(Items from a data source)
============================================================
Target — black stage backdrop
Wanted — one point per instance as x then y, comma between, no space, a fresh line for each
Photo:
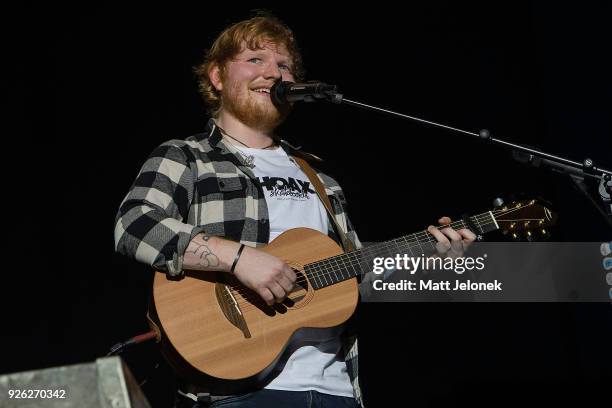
94,89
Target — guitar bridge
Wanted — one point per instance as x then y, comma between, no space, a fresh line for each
231,308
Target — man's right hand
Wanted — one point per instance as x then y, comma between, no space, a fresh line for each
266,274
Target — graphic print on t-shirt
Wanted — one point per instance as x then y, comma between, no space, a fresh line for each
286,188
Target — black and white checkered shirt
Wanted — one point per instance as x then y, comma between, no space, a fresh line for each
197,185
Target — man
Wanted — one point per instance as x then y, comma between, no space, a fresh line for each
207,202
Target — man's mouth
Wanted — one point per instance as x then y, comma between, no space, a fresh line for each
262,91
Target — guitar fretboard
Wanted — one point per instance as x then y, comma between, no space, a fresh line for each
339,268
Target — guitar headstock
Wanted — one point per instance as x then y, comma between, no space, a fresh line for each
528,219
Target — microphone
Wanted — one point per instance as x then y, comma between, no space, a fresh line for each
285,92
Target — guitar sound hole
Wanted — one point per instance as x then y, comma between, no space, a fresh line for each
299,291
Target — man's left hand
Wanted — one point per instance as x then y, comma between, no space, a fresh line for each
451,243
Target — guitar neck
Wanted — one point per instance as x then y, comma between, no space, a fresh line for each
339,268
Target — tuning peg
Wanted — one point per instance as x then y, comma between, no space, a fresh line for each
498,202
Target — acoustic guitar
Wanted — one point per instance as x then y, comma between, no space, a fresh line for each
216,332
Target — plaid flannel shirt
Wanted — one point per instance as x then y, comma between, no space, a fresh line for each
197,185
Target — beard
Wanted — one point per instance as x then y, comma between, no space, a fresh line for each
252,110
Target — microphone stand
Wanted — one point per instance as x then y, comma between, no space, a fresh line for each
577,172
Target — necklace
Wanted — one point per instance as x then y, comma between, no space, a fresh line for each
248,159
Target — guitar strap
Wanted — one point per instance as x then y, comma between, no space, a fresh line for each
316,182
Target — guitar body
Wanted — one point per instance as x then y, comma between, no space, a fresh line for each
214,330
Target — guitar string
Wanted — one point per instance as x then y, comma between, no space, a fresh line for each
317,268
321,269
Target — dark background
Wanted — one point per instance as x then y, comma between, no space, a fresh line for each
92,90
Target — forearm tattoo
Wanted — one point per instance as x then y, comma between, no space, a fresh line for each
202,251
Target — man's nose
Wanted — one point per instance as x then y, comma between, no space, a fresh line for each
272,71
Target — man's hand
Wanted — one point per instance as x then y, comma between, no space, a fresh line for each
451,243
267,275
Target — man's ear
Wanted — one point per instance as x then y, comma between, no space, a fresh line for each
214,73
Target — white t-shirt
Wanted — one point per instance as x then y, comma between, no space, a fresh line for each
293,202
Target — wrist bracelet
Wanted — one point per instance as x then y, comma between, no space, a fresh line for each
236,258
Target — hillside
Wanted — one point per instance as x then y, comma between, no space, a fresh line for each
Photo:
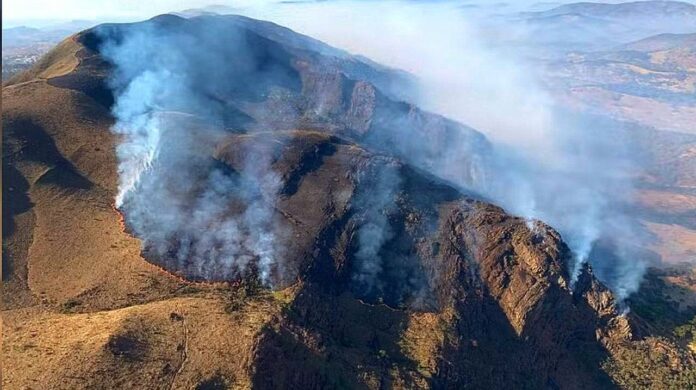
464,295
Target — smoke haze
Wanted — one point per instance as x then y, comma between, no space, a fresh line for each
546,163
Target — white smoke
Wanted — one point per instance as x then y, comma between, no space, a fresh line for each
548,164
173,194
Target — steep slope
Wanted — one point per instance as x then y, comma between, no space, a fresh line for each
464,295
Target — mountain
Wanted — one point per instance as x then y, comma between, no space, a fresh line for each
22,46
641,9
599,26
452,292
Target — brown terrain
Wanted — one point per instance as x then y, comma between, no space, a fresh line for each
477,299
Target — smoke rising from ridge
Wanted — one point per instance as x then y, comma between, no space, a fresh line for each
169,116
547,163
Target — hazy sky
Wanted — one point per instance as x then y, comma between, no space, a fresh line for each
38,12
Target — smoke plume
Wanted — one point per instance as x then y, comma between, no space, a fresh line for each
547,163
170,115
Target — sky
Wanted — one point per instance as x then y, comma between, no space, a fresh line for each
37,13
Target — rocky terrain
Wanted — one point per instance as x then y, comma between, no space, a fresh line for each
465,295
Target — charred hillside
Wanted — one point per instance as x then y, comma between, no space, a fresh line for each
335,254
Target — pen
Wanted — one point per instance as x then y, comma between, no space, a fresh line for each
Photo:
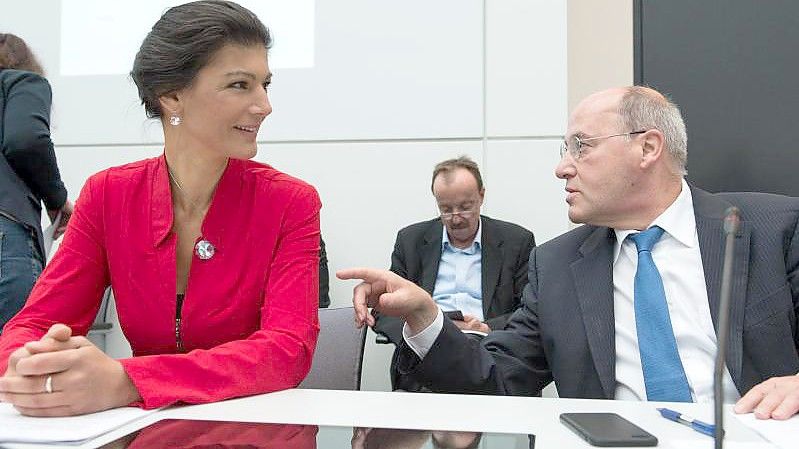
699,426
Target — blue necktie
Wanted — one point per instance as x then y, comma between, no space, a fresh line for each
664,376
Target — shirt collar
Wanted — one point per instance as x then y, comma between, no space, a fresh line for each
677,220
476,244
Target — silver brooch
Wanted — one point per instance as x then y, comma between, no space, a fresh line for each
204,249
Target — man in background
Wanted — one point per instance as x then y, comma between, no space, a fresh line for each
475,267
625,307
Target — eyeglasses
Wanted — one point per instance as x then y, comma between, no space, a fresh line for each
============================================================
## YOUR GOAL:
Show me every line in the data above that includes "shirt".

## RESPONSE AREA:
Target — graphic print on t-shirt
Target — black and white checkered shirt
Target — plaid flannel shirt
Target — white t-shirt
Target — shirt collar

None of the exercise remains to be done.